_THE PROBLEM_: Every record below is to be retyped exactly.

-------- INFORMATION PROVIDED

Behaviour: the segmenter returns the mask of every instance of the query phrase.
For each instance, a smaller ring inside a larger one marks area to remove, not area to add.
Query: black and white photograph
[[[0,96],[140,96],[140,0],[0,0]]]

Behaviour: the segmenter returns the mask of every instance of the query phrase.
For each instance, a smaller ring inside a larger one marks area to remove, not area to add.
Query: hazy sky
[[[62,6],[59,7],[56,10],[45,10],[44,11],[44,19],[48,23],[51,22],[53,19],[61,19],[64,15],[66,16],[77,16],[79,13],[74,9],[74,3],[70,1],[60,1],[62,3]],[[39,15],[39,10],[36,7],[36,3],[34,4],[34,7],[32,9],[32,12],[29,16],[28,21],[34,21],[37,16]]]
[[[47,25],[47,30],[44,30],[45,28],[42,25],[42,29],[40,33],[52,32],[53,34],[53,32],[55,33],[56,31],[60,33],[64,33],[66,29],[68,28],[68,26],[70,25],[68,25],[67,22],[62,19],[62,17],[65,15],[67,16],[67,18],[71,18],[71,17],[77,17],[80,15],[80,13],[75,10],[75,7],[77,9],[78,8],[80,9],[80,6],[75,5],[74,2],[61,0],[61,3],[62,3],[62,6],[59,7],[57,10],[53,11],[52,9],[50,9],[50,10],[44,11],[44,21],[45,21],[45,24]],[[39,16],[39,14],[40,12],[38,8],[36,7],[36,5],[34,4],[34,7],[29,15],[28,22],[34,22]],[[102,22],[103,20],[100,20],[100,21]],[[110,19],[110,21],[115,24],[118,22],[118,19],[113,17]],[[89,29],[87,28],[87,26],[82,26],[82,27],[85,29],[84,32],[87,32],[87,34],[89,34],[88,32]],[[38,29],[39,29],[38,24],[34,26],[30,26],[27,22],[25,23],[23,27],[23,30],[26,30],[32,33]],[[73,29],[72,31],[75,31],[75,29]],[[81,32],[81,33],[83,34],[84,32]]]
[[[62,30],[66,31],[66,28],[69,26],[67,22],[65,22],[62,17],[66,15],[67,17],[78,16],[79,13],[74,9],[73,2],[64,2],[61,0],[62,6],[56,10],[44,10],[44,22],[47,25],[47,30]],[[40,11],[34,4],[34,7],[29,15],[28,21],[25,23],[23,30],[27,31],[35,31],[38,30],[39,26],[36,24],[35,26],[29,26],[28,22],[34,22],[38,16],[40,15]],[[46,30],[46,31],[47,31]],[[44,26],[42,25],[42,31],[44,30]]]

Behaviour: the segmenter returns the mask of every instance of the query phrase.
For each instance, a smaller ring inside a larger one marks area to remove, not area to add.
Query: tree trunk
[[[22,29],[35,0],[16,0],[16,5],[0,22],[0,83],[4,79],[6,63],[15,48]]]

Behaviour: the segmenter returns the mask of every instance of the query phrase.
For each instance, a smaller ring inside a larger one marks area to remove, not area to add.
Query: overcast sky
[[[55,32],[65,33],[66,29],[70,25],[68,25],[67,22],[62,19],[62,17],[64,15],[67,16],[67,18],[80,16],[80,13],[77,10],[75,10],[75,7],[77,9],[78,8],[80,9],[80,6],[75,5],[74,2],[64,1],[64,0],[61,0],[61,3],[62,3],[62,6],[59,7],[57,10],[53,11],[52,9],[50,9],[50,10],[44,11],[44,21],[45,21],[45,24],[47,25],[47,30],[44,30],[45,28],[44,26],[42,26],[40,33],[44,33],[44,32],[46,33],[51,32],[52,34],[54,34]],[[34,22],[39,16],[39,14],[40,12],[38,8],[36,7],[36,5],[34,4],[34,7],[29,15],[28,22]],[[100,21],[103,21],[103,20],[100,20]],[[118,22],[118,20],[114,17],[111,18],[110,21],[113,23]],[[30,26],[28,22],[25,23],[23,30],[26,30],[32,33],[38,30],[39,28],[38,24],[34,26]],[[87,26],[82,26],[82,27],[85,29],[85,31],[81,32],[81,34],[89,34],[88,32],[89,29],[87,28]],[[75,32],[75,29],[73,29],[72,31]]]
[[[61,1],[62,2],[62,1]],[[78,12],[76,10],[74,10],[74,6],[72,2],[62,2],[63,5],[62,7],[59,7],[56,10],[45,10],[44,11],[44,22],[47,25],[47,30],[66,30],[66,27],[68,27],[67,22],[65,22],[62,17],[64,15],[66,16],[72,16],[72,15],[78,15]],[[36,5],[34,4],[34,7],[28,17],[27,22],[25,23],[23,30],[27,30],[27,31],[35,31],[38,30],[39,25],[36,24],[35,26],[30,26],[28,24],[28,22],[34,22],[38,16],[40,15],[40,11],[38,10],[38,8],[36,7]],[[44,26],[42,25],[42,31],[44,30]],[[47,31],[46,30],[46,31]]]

----------------

_SOLUTION FOR THIS TASK_:
Behaviour: the segmenter returns the mask of every instance of the query phrase.
For each instance, a smaller ring inside a larger one marks area to remove, not area to add.
Query: black and white photograph
[[[0,96],[140,96],[140,0],[0,0]]]

Behaviour: the segmenter returns the mask of every instance of the query phrase.
For each instance, a smaller ring inside a larger one marks area to remove, not area to add.
Query: hazy sky
[[[62,6],[59,7],[56,10],[45,10],[44,11],[44,19],[48,23],[51,22],[53,19],[61,19],[64,15],[66,16],[77,16],[79,13],[74,9],[74,3],[70,1],[60,1],[62,3]],[[39,15],[39,10],[36,7],[36,3],[34,4],[34,7],[32,9],[32,12],[29,16],[28,21],[34,21],[37,16]]]
[[[47,25],[47,30],[44,30],[45,28],[42,25],[42,29],[40,33],[52,32],[53,34],[53,32],[55,33],[56,31],[60,33],[64,33],[66,29],[68,28],[68,26],[70,25],[68,25],[67,22],[62,19],[62,17],[65,15],[67,16],[67,18],[71,18],[71,17],[77,17],[80,15],[80,13],[75,10],[75,7],[77,9],[78,8],[80,9],[80,6],[75,5],[74,2],[61,0],[61,3],[62,3],[62,6],[59,7],[57,10],[53,11],[52,9],[50,9],[50,10],[44,11],[44,21],[45,21],[45,24]],[[39,16],[39,14],[40,12],[38,8],[36,7],[36,5],[34,4],[34,7],[29,15],[28,22],[34,22]],[[102,22],[103,20],[100,20],[100,21]],[[110,19],[110,21],[115,24],[118,22],[118,19],[113,17]],[[89,29],[87,28],[87,26],[82,26],[82,27],[85,29],[84,32],[87,32],[87,34],[89,34],[88,32]],[[38,29],[39,29],[38,24],[34,26],[30,26],[27,22],[25,23],[23,27],[23,30],[26,30],[32,33]],[[73,29],[72,31],[75,31],[75,29]],[[81,32],[81,33],[83,34],[84,32]]]
[[[62,30],[66,31],[66,28],[69,26],[67,22],[65,22],[62,17],[66,15],[67,17],[78,16],[79,13],[74,9],[73,2],[64,2],[61,0],[62,6],[56,10],[44,10],[44,22],[47,25],[47,30]],[[40,11],[34,4],[34,7],[29,15],[28,21],[25,23],[23,30],[27,31],[35,31],[38,30],[39,26],[36,24],[35,26],[29,26],[28,22],[34,22],[38,16],[40,15]],[[46,30],[46,31],[47,31]],[[44,26],[42,25],[42,31],[44,30]]]

Behaviour: the segmenter returns the mask of every instance of the query phrase.
For each instance, a smaller ring inside a larger one marks area to remove, not area to add.
Query: tree trunk
[[[22,29],[35,0],[16,0],[16,5],[0,22],[0,83],[4,79],[6,63],[15,48]]]

Behaviour: the segmenter returns the mask of every instance of the query phrase.
For each instance, a smaller ring inside a larger one marks area to remove, not area to add.
Query: overcast sky
[[[55,32],[65,33],[66,29],[70,25],[68,25],[67,22],[62,19],[62,17],[64,15],[67,16],[67,18],[80,16],[80,13],[77,10],[75,10],[75,7],[77,9],[78,8],[80,9],[80,6],[75,5],[74,2],[64,1],[64,0],[61,0],[61,3],[62,3],[62,6],[59,7],[57,10],[53,11],[52,9],[50,9],[50,10],[44,11],[44,21],[45,21],[45,24],[47,25],[47,30],[44,30],[45,28],[44,26],[42,26],[40,33],[44,33],[44,32],[46,33],[51,32],[52,34],[54,34]],[[34,22],[39,16],[39,14],[40,12],[38,8],[36,7],[36,5],[34,4],[34,7],[29,15],[28,22]],[[100,21],[103,21],[103,20],[100,20]],[[118,22],[118,20],[114,17],[111,18],[110,21],[113,23]],[[30,26],[28,22],[25,23],[23,30],[26,30],[32,33],[38,30],[39,28],[38,24],[34,26]],[[87,26],[82,26],[82,27],[85,29],[85,31],[81,32],[81,34],[89,34],[88,32],[89,29],[87,28]],[[75,32],[75,29],[73,29],[72,31]]]
[[[61,1],[62,2],[62,1]],[[78,12],[76,10],[74,10],[74,6],[72,2],[62,2],[63,5],[62,7],[59,7],[56,10],[45,10],[44,11],[44,22],[47,25],[47,30],[66,30],[66,27],[68,27],[67,22],[65,22],[62,17],[64,15],[66,16],[72,16],[72,15],[78,15]],[[36,5],[34,4],[34,7],[28,17],[27,22],[25,23],[23,30],[27,30],[27,31],[35,31],[38,30],[39,25],[36,24],[35,26],[30,26],[28,24],[28,22],[34,22],[38,16],[40,15],[40,11],[38,10],[38,8],[36,7]],[[44,26],[42,25],[42,31],[44,30]],[[47,31],[46,30],[46,31]]]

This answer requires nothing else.